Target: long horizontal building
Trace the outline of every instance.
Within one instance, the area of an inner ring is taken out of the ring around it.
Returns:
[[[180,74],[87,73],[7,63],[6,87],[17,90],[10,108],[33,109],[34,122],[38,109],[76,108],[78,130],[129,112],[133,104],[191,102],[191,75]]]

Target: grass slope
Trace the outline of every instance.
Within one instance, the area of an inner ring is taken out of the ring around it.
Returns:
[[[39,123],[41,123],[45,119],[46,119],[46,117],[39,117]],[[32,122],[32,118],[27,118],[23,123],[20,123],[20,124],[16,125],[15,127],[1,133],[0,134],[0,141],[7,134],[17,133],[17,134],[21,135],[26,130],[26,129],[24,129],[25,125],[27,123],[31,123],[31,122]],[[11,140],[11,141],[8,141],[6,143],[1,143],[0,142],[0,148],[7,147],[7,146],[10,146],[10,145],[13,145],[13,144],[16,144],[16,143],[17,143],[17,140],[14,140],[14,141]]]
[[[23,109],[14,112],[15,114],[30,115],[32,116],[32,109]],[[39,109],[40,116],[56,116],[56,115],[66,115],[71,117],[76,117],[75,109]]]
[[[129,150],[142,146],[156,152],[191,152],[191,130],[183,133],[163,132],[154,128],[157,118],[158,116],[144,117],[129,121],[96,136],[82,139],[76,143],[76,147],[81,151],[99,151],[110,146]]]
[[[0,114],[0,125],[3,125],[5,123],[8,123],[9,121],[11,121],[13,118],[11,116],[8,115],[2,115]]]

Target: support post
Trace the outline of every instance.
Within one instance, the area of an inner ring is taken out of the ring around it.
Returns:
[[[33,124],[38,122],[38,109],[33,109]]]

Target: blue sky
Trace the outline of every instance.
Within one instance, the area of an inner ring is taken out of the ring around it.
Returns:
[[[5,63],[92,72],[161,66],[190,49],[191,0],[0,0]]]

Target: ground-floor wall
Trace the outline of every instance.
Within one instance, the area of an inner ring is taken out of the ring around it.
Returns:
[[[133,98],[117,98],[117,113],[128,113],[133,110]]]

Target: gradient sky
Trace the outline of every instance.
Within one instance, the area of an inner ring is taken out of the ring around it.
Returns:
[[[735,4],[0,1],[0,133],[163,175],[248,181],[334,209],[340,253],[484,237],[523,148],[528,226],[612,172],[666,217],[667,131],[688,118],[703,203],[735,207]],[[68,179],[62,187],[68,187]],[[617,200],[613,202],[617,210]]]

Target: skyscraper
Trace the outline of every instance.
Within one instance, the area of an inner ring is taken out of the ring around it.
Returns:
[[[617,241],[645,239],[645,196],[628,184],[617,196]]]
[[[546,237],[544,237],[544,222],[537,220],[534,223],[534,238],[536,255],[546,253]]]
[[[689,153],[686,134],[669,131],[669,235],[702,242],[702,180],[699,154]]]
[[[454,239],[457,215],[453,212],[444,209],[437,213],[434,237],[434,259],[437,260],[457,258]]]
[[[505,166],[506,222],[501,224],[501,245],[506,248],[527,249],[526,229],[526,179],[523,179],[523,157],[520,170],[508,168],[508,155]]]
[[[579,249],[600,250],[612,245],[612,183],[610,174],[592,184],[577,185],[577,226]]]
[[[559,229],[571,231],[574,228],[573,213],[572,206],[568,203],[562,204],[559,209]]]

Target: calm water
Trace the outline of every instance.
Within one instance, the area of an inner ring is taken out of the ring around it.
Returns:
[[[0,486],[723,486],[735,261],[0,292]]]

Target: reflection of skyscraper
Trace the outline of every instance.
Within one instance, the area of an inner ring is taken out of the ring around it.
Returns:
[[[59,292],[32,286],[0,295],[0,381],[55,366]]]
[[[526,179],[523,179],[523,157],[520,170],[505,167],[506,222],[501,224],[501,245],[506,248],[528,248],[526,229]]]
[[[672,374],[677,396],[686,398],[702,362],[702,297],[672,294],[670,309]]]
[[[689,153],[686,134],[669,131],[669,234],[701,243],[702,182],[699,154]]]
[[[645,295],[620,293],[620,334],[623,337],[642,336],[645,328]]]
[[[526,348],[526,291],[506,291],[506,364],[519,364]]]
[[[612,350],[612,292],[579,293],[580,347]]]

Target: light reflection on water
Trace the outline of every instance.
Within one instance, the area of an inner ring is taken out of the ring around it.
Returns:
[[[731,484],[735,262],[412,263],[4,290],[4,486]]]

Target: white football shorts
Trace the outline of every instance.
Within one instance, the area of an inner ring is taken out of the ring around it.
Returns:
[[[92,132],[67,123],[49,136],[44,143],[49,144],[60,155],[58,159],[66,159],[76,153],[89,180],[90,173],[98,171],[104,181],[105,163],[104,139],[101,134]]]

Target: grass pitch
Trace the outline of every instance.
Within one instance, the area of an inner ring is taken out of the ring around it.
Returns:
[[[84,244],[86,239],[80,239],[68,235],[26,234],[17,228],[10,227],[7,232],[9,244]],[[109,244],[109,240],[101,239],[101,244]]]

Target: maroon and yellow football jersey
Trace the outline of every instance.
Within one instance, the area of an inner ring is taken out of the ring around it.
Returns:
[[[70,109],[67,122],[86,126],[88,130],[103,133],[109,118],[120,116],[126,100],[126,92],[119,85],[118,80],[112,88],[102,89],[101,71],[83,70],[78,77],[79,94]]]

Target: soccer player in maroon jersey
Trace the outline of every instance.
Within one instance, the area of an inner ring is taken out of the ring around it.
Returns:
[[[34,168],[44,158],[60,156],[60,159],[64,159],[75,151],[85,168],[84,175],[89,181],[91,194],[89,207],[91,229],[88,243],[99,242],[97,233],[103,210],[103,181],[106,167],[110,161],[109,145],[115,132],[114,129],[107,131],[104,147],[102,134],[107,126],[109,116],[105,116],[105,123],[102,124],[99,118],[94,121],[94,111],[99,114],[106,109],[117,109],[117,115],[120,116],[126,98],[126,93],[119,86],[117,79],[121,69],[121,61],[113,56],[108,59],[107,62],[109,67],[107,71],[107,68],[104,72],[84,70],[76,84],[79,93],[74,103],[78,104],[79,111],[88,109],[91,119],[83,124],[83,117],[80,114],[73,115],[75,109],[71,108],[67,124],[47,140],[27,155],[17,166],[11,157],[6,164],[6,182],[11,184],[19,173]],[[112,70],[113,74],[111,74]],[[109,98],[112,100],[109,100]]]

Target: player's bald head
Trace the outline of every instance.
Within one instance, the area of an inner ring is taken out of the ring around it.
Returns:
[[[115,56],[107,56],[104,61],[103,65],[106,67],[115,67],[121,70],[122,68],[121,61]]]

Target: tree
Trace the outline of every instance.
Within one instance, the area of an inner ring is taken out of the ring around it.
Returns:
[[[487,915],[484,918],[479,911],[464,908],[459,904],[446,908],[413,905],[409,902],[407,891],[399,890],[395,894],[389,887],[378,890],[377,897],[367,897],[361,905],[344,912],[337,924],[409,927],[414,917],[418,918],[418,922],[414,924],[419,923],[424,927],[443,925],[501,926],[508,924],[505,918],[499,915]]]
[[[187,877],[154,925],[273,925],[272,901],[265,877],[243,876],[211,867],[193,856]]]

...

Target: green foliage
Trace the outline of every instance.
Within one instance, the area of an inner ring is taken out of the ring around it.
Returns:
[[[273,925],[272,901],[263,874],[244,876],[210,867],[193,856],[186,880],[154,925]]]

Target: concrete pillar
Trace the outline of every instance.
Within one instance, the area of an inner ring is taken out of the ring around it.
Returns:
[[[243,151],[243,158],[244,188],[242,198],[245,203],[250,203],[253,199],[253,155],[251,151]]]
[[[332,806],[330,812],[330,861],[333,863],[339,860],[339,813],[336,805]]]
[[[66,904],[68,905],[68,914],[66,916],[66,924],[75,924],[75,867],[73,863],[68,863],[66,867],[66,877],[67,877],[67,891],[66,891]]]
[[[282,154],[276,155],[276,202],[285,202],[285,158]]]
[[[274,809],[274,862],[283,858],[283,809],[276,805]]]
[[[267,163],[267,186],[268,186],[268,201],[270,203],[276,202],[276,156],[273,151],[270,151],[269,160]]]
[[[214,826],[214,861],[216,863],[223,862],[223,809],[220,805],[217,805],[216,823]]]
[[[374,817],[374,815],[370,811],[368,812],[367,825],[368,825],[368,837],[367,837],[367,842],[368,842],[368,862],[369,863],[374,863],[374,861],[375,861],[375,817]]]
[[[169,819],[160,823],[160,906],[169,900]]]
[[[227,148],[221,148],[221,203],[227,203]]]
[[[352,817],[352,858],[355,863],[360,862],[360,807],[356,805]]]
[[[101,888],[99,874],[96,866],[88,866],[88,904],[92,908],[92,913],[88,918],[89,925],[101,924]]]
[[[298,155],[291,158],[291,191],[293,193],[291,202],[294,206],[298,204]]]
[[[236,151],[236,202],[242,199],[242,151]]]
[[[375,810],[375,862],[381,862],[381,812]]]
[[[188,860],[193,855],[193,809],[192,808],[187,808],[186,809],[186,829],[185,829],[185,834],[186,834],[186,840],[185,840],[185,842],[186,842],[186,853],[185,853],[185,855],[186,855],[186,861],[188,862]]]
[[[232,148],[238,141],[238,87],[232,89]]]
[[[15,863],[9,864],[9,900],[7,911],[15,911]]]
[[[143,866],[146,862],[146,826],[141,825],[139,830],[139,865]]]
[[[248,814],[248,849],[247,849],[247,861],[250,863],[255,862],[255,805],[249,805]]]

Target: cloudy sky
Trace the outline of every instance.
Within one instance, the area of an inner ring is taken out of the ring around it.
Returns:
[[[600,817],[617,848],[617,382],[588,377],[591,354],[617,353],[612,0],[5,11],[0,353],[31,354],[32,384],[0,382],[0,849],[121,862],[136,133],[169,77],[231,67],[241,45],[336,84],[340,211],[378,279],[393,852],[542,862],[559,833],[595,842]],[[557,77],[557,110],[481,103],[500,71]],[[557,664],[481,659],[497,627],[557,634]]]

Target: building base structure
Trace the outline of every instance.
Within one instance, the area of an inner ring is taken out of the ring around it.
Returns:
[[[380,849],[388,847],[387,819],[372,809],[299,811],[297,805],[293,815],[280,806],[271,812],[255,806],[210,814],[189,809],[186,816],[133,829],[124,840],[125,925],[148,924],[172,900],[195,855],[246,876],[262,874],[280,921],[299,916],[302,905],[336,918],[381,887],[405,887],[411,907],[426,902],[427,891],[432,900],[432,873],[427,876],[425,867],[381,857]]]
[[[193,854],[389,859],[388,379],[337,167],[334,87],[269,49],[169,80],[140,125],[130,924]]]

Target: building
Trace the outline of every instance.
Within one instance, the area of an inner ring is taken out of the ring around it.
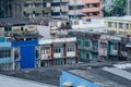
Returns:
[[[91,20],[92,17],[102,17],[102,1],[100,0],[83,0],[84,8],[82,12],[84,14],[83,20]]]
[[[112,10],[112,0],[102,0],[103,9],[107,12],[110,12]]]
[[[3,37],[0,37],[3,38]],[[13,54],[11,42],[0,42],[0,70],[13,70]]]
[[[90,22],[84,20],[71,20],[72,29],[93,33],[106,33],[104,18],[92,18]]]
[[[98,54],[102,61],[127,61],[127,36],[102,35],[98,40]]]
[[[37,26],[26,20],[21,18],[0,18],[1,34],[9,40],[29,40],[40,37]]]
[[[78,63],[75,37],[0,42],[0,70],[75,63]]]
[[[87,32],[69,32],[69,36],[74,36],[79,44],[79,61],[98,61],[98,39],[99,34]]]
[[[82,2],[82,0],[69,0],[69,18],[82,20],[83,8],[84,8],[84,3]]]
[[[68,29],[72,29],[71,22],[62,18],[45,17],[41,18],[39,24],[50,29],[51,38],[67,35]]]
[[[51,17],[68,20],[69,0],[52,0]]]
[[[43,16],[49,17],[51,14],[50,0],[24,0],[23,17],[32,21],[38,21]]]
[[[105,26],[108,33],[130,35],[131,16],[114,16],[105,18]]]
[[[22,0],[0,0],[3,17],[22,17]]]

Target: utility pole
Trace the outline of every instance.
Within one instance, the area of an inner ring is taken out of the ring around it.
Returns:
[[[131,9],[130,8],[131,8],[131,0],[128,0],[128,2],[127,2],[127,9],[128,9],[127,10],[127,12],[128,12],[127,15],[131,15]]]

==

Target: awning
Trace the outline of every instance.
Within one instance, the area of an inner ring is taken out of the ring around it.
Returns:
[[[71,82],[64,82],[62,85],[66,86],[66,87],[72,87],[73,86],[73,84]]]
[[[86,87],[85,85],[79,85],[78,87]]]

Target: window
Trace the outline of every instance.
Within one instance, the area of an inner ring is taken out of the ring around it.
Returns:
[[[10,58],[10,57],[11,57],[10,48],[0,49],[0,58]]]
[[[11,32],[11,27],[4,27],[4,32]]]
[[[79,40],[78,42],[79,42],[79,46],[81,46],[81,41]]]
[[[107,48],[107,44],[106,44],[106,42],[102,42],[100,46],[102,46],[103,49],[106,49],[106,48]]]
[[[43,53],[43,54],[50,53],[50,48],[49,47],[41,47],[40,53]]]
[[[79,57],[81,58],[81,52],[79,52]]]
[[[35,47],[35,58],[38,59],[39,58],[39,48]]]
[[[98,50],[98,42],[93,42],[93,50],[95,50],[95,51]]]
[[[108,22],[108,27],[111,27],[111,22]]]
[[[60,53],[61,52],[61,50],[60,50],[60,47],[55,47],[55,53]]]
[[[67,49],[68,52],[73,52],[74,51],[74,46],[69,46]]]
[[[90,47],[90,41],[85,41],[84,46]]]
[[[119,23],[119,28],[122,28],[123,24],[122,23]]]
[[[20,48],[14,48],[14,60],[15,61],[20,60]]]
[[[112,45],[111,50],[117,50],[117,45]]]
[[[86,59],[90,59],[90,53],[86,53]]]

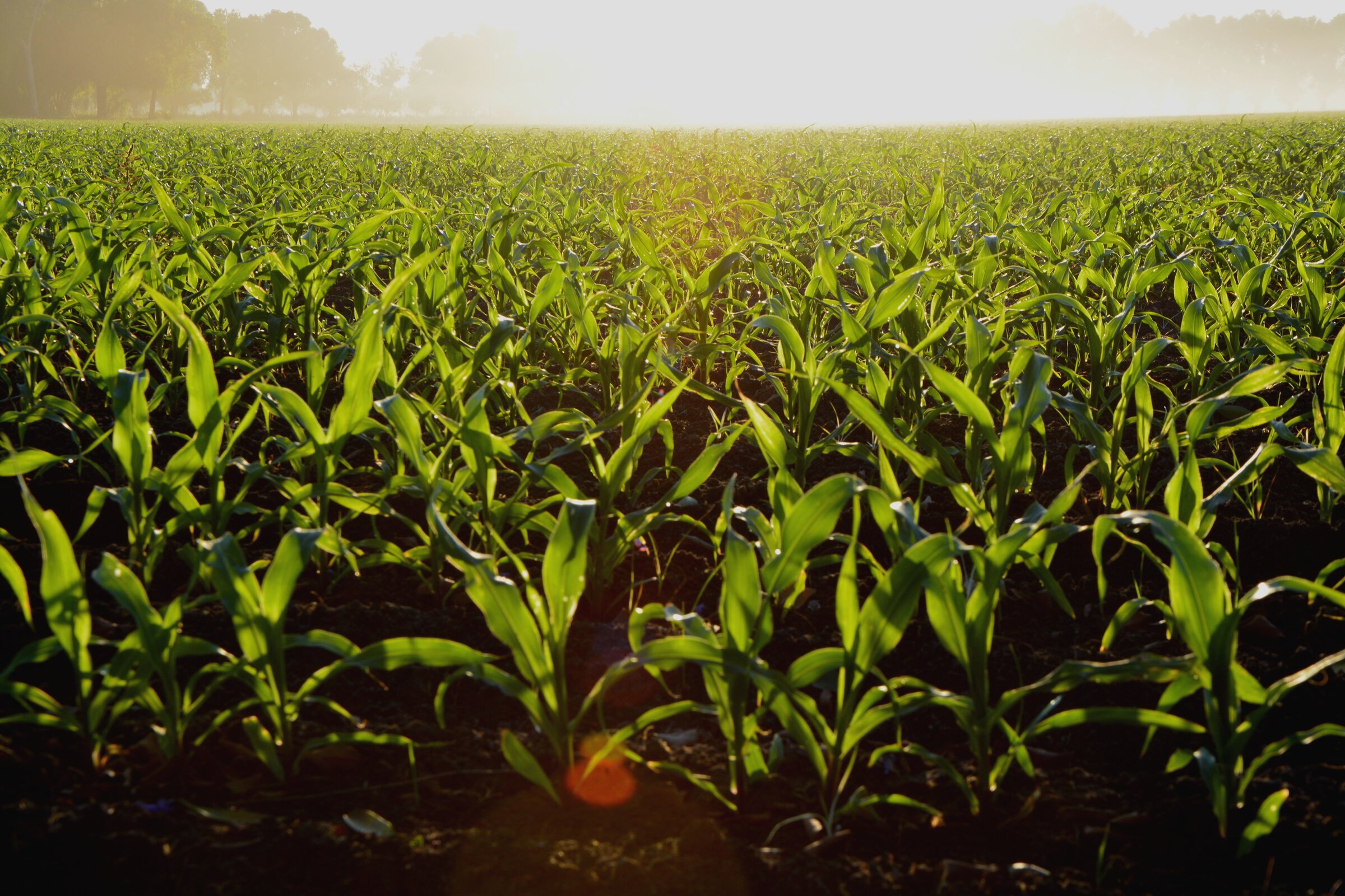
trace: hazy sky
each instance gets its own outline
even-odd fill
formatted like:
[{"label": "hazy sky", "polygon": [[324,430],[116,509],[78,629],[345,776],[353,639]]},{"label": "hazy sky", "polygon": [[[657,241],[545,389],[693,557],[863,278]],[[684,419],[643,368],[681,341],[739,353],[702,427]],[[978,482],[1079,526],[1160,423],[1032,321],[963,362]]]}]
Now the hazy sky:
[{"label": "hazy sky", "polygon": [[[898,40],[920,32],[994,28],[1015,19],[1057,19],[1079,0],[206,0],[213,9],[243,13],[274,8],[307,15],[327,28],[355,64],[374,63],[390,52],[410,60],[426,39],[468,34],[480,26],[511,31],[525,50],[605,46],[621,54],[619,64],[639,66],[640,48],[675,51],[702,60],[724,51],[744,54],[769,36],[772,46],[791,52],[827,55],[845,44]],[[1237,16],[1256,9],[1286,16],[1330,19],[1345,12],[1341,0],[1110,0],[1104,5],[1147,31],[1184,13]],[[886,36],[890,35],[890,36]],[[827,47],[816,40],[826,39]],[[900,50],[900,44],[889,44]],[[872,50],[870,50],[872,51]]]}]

**EXERCISE GOAL:**
Update the lines starting at the one that contains "Target: support post" and ending at the one that contains "[[[133,98],[117,98],[117,113],[128,113],[133,110]]]", replacing "Returns" with "Output" and keeping everything else unchanged. Return only those lines.

**RESPONSE TO THIS TASK:**
Target: support post
Trace the outline of every instance.
Within one instance, the area of an inner ring is taken out of the ring around it.
Output:
[[[33,124],[38,122],[38,109],[33,109]]]

Target: blue sky
Trace the outline of every instance.
Within one instance, the area of an inner ring is taken out of the ring around it.
Output:
[[[5,63],[92,72],[161,66],[190,49],[191,0],[0,0]]]

Target: ground-floor wall
Trace the outline of every instance.
Within one instance, the area of an inner ring is taken out of the ring around it.
Output:
[[[133,98],[117,98],[117,113],[128,113],[133,110]]]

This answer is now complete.